[Stored data]

━━━━━━━━━━━━━━━━━━━━

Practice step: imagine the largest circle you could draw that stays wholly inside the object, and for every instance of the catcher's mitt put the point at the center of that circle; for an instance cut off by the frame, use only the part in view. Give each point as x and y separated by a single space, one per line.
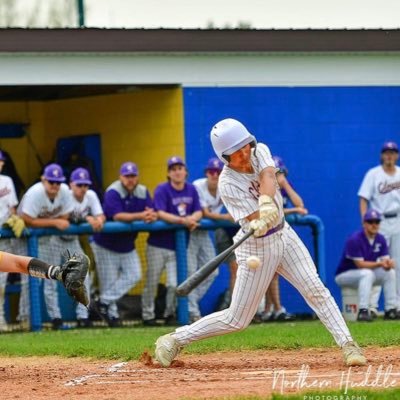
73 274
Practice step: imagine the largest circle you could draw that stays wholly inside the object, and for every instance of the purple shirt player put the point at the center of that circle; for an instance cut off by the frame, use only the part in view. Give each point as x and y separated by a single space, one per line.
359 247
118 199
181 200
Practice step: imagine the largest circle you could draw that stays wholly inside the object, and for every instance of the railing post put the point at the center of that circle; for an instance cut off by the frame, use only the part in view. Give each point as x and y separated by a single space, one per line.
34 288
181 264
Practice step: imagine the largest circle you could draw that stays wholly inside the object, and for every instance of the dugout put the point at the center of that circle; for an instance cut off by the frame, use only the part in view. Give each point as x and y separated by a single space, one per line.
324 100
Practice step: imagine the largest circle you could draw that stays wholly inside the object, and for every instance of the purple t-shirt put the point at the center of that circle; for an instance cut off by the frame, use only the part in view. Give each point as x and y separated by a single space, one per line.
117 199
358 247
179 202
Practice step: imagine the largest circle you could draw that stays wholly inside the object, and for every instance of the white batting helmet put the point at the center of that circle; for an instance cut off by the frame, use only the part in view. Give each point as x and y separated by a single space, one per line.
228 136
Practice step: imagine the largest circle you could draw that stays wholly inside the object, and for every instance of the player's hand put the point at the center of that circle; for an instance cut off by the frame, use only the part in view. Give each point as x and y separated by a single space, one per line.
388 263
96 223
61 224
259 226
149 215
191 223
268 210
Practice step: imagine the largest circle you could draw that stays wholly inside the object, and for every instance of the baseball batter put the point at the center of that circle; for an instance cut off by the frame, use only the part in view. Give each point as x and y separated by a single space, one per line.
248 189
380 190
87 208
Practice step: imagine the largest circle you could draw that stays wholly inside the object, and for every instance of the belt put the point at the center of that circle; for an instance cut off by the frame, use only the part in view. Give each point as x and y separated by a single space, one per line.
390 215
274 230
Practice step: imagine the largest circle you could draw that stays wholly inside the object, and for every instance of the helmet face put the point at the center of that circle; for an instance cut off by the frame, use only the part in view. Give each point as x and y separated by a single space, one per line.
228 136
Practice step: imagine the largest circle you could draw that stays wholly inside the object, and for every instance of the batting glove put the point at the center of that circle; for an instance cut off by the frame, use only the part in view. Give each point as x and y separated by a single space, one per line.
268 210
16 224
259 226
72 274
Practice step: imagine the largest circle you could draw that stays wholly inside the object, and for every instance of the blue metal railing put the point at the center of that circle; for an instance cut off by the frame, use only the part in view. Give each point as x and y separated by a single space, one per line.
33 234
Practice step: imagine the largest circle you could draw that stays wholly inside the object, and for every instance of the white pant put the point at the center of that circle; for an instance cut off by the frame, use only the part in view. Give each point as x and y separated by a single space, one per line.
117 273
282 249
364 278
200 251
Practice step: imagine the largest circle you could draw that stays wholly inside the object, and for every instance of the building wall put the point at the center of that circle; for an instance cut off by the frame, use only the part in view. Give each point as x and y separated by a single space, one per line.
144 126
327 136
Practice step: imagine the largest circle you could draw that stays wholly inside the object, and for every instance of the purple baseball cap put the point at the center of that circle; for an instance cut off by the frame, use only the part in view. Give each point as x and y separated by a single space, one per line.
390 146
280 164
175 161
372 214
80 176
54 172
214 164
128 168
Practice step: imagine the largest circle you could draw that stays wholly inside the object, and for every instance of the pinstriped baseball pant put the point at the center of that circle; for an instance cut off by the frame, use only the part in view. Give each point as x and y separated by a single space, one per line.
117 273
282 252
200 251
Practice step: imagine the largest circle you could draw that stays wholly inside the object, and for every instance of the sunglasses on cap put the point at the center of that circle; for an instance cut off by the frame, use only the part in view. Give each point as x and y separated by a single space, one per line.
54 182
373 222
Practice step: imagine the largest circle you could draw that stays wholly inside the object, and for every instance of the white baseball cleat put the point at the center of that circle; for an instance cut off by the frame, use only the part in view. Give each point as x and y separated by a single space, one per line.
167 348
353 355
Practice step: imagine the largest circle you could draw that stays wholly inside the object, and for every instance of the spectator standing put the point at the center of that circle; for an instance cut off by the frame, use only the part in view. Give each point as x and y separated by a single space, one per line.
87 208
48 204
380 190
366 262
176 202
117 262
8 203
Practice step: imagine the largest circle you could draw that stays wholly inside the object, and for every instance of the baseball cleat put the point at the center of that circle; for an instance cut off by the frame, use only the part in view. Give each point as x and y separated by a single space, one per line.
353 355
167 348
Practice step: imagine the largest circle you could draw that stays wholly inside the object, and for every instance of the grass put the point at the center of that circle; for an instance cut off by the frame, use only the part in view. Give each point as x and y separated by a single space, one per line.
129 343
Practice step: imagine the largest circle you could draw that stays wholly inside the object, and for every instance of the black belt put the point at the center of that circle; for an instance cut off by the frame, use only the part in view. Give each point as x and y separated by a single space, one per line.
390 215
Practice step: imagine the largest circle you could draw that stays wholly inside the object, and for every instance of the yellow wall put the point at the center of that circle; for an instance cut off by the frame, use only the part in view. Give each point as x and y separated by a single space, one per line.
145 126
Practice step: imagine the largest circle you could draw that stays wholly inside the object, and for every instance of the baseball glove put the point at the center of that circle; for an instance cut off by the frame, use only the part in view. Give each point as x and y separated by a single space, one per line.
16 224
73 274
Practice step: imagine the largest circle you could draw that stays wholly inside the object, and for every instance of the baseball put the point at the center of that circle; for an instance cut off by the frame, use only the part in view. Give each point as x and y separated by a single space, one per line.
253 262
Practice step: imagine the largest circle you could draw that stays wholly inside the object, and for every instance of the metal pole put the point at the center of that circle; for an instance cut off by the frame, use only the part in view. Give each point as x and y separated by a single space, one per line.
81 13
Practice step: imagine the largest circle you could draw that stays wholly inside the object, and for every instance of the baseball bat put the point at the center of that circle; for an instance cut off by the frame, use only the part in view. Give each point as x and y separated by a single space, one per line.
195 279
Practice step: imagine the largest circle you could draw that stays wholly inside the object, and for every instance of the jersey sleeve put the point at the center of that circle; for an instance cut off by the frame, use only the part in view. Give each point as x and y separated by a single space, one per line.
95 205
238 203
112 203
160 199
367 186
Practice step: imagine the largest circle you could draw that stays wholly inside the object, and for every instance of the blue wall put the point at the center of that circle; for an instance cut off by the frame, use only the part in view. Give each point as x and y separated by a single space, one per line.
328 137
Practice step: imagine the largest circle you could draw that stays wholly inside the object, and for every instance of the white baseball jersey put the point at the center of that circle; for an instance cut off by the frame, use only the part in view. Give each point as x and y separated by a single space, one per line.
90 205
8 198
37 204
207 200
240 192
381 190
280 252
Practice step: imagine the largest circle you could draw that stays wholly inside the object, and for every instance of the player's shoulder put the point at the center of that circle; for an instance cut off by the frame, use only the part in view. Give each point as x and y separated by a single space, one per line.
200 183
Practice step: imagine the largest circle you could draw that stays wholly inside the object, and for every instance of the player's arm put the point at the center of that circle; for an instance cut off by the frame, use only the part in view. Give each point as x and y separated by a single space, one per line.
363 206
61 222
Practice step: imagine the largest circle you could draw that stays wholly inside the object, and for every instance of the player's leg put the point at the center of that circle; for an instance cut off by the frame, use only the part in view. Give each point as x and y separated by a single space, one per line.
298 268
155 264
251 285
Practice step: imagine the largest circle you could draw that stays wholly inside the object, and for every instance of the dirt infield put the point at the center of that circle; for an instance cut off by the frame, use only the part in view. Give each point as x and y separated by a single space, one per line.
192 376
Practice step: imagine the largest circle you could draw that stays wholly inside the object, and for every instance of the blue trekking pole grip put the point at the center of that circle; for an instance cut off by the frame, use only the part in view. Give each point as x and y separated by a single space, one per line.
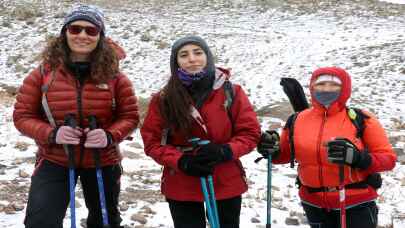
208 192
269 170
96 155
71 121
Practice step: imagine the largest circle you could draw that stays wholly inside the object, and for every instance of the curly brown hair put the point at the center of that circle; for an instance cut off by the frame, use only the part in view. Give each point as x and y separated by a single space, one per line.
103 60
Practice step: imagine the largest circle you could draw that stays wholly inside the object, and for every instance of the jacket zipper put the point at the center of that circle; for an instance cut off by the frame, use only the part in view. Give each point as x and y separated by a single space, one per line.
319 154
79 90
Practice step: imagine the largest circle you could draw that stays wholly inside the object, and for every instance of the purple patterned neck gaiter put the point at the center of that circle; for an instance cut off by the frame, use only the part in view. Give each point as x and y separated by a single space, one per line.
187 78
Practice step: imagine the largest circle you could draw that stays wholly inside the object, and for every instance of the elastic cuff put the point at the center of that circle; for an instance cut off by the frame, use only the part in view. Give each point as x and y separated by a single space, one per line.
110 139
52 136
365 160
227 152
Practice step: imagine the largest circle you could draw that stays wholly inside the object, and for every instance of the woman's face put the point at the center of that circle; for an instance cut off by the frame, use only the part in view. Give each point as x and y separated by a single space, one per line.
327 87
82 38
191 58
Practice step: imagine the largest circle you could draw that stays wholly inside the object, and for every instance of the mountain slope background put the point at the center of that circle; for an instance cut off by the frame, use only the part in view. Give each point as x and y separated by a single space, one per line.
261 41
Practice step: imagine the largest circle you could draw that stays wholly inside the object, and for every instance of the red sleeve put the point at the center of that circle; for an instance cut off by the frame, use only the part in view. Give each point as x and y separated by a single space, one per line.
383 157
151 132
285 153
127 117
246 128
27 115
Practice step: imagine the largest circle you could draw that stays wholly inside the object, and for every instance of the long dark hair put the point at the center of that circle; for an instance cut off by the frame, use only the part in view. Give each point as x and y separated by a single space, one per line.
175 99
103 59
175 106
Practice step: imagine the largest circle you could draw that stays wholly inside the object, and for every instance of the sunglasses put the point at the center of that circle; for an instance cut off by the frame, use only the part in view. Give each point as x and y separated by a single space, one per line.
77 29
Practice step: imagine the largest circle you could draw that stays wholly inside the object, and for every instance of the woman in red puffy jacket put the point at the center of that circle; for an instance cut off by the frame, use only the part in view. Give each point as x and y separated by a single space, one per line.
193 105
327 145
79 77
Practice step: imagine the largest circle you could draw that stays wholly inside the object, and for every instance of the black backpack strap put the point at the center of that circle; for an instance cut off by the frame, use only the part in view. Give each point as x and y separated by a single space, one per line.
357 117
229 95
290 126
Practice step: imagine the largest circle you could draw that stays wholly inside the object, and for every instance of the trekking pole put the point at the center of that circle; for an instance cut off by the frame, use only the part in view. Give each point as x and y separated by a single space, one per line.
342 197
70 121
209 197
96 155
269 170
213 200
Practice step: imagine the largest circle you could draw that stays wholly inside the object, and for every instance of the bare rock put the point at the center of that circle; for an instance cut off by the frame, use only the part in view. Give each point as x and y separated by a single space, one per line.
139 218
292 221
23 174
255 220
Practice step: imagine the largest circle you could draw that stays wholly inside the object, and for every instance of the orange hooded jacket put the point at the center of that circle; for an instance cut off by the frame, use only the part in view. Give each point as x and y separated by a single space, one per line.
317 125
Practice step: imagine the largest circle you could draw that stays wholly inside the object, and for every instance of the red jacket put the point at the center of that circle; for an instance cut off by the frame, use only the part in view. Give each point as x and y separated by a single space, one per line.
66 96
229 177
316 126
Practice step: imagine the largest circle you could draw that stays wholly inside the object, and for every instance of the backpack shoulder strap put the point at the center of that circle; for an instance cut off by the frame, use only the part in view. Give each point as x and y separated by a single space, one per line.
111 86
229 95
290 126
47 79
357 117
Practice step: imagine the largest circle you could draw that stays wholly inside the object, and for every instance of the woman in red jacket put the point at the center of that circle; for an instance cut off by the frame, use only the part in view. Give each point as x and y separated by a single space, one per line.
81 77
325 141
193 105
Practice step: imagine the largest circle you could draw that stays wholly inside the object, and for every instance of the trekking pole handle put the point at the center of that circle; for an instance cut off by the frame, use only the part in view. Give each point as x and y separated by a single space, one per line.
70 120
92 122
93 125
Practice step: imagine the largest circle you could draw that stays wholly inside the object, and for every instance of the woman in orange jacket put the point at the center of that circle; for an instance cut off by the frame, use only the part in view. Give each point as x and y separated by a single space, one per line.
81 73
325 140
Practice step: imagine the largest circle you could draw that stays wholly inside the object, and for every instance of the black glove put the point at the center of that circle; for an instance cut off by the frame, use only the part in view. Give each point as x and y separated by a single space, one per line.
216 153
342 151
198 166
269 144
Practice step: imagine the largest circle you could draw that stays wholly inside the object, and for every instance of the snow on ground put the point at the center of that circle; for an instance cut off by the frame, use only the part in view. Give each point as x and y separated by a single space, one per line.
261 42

━━━━━━━━━━━━━━━━━━━━

# Written instruction:
Recast the entries from the line containing "the black glove" through the end of the entries, inclusive, as a JSON list of strings with one string per line and blank lines left out.

# Expected output:
[
  "Practice step: imagine the largest circle you could draw that stays wholly inside the object, and for every instance of the black glove put the point at the center of that circle; for an instance cut off by the frame, use only the part in view. Give each point as x and y separated by a single space, one per line.",
  "216 153",
  "342 151",
  "198 166",
  "269 144",
  "Practice step: imagine the largest circle you could draw that stays wholly inside the object, and for every instance of the snow on ground put the point at the center of that circle; for an instance cut off by the frame, use only the part in view. Give each point as x and y separated by a single space, one per line.",
  "261 42"
]